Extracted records
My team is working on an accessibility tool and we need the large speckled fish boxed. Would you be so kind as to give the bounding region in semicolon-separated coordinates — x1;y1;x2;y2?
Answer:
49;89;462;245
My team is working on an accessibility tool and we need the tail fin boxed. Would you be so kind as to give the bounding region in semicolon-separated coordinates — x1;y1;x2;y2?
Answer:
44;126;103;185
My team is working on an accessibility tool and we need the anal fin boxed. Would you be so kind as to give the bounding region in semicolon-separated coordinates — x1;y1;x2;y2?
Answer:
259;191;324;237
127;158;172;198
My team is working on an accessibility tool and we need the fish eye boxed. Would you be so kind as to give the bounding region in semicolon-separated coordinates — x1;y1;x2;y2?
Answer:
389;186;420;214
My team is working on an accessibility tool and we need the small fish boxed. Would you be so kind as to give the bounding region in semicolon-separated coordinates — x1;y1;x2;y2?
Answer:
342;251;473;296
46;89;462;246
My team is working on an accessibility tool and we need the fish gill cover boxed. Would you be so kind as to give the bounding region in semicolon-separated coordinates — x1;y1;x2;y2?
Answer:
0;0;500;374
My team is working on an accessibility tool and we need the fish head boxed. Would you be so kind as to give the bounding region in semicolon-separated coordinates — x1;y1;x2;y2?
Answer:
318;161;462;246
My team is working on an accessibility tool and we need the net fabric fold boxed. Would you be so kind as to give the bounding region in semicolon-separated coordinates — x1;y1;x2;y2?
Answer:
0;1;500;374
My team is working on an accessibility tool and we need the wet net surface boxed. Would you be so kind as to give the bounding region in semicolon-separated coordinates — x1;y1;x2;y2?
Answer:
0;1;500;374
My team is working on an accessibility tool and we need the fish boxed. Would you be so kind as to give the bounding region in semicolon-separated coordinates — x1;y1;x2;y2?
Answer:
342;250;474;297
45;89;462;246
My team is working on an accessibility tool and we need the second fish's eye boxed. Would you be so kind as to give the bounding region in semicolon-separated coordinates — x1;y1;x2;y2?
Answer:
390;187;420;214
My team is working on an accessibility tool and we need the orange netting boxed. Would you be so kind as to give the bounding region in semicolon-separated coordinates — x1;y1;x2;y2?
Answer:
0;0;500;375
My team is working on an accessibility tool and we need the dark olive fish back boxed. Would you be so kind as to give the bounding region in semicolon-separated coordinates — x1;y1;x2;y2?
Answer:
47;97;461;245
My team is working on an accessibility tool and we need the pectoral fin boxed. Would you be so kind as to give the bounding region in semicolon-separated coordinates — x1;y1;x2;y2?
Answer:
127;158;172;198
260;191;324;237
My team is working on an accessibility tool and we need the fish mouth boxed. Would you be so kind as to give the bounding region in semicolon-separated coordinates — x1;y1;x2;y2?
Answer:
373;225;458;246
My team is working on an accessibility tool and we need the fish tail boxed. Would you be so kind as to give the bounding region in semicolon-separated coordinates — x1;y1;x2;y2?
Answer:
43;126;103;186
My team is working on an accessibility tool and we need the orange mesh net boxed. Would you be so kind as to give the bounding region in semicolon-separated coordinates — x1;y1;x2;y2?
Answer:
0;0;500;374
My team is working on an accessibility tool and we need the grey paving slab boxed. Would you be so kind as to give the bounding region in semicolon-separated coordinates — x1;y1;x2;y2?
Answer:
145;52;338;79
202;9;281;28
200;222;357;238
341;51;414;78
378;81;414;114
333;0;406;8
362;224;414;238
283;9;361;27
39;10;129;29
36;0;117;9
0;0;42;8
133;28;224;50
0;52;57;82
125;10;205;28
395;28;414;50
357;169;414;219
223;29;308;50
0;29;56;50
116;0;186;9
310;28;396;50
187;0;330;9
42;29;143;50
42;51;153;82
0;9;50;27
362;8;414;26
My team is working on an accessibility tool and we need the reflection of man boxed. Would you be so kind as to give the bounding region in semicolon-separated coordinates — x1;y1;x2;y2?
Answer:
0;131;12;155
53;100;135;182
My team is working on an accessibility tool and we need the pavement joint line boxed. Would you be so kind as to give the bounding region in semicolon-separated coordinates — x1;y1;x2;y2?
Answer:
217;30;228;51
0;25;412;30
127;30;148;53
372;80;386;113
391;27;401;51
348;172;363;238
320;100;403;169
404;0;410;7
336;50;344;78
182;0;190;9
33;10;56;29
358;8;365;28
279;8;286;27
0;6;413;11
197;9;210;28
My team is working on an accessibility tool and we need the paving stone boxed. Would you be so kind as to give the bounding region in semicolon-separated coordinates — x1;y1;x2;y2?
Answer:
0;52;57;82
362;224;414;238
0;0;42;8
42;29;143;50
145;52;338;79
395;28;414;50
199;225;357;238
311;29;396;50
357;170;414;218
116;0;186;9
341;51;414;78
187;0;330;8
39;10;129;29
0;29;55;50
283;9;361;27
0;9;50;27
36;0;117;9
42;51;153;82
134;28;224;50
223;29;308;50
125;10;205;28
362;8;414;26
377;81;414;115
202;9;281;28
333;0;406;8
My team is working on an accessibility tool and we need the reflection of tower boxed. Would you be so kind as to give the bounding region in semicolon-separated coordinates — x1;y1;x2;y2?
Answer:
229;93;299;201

PROBLEM DESCRIPTION =>
Copy the records above line for line, without changing anything.

SOLUTION TO THIS TASK =>
My team is working on an accessibility tool and we need the large speckled fish boxed. Would you be so kind as to give the bounding region in semicolon-separated coordinates — x1;y1;x2;y2?
Answer:
49;89;462;245
My team is working on an accessibility tool and we need the tail fin boxed. Would you be so kind as to give the bounding region in semicolon-separated coordinates — x1;y1;x2;y2?
Answer:
44;126;103;185
My team is working on an accessibility tool and we need the anal fin boxed. Would you be so kind as to give the bounding region in semicolon-separated coordinates — x1;y1;x2;y2?
Answer:
259;191;324;237
127;158;172;198
My team is working on an accessibility tool and we need the fish eye boxed. Would you be so kind as to give the bounding region in semicolon-separated coordinates — x1;y1;x2;y2?
Answer:
389;186;420;214
My team is working on an accessibility tool and we need the small fish boxed. Would you be so kind as to give the bounding region in semicolon-separated coordinates — x1;y1;x2;y2?
Answer:
342;251;473;296
46;89;462;246
My team is working on an accessibility tool and we need the fish gill cover boxed. Would you be so kind as to give the bounding region in semicolon-separated coordinates — x1;y1;x2;y2?
Answer:
0;0;500;374
My team is working on an accessibility tool and we need the fish head boxed. Would you be so kind as to give the bounding region in semicolon-separated coordinates — x1;y1;x2;y2?
Answer:
318;161;462;246
My team is working on an accessibility tool and we need the net fabric fold boxed. Would you be so kind as to give the bounding region in semicolon-separated coordinates — x1;y1;x2;y2?
Answer:
0;1;500;374
My team is working on an accessibility tool and we need the wet net surface boxed. Would you be so kind as to give the bounding region in semicolon-separated coordinates — x1;y1;x2;y2?
Answer:
0;1;500;374
My team is working on an accessibility tool and we need the fish boxed. Would you be so kind as to give the bounding region in semicolon-separated coordinates — x1;y1;x2;y2?
Answer:
342;250;474;297
45;89;462;246
My team is working on an accessibility tool and we need the second fish's eye boxed. Would you be so kind as to give the bounding region in semicolon-separated coordinates — x1;y1;x2;y2?
Answer:
390;187;420;214
My team is working on an accessibility tool and we need the orange netting boxed. Would you be so kind as to give the bounding region in semicolon-separated coordinates — x1;y1;x2;y2?
Answer:
0;0;500;375
My team is working on an accessibility tool and we need the dark olive fish back boxed. Would you be so kind as to give the bounding region in semicolon-separated coordinates — x1;y1;x2;y2?
Answer:
47;97;461;245
My team is working on an accessibility tool and we need the pectoral fin boxed. Would you be so kind as to give the bounding region in semicolon-separated coordinates — x1;y1;x2;y2?
Answer:
127;158;172;198
260;191;324;237
My team is working on an accessibility tool and we need the fish mouth boxed. Would you be so kind as to give the bounding region in semicolon-separated coordinates — x1;y1;x2;y2?
Answer:
373;225;458;246
My team is working on an accessibility tool and we need the fish tail boxed. Would you be so kind as to give the bounding region in semicolon-separated coordinates — x1;y1;x2;y2?
Answer:
43;126;103;186
My team is working on an accessibility tool and we need the orange mesh net boxed. Would you be so kind as to give the bounding region in semicolon-separated coordinates — x1;y1;x2;y2?
Answer:
0;0;500;374
My team is working on an accessibility tool and we need the grey paving slab boxed. Would you be so kind as to give the bounding region in semicolon-separated coordinates — x1;y1;x2;y2?
Answer:
145;52;338;79
202;9;281;28
200;222;357;238
341;51;414;78
378;81;414;114
333;0;406;8
362;224;414;238
283;9;361;27
39;10;129;29
36;0;117;9
0;0;42;8
133;28;224;50
0;52;57;82
125;10;205;28
395;28;414;50
357;169;414;219
223;29;308;50
0;29;56;50
116;0;186;9
310;28;396;50
187;0;330;9
42;29;143;50
42;51;153;82
0;9;50;27
362;8;414;26
My team is working on an accessibility tool and we need the reflection of man boxed. Would you be so kind as to give the bounding region in semicolon-separated coordinates — x1;y1;x2;y2?
Answer:
0;131;12;155
53;100;135;182
My team is working on an accessibility tool and we need the pavement joint line boxed. Would you be so kind as to give the bounding region in semicolon-separated coordinates — x1;y1;x2;y2?
Answer:
217;30;228;51
0;25;412;30
127;30;148;53
372;80;386;113
391;27;401;51
348;172;363;238
320;100;403;169
404;0;410;7
336;50;344;78
182;0;190;9
33;10;56;29
358;8;365;28
279;8;286;27
0;6;413;11
197;9;210;28
My team is working on an accessibility tool and we need the paving stone boxed. Would you be so kind as to give the bounding region in semicolon-separated coordinates — x1;y1;x2;y2?
Answer:
0;52;57;82
362;224;414;238
0;0;42;8
42;29;143;50
145;52;338;79
395;28;414;50
199;225;357;238
311;29;396;50
357;170;414;218
116;0;186;9
341;51;414;78
187;0;330;8
39;10;129;29
0;29;55;50
283;9;361;27
0;9;50;27
36;0;117;9
42;51;153;82
134;28;224;50
223;29;308;50
125;10;205;28
362;8;414;26
377;81;414;115
202;9;281;28
333;0;406;8
My team is working on an accessibility tool and we need the reflection of tower boxed. Would you be so kind as to give the bounding region in semicolon-separated coordinates — x1;y1;x2;y2?
Answer:
229;93;299;201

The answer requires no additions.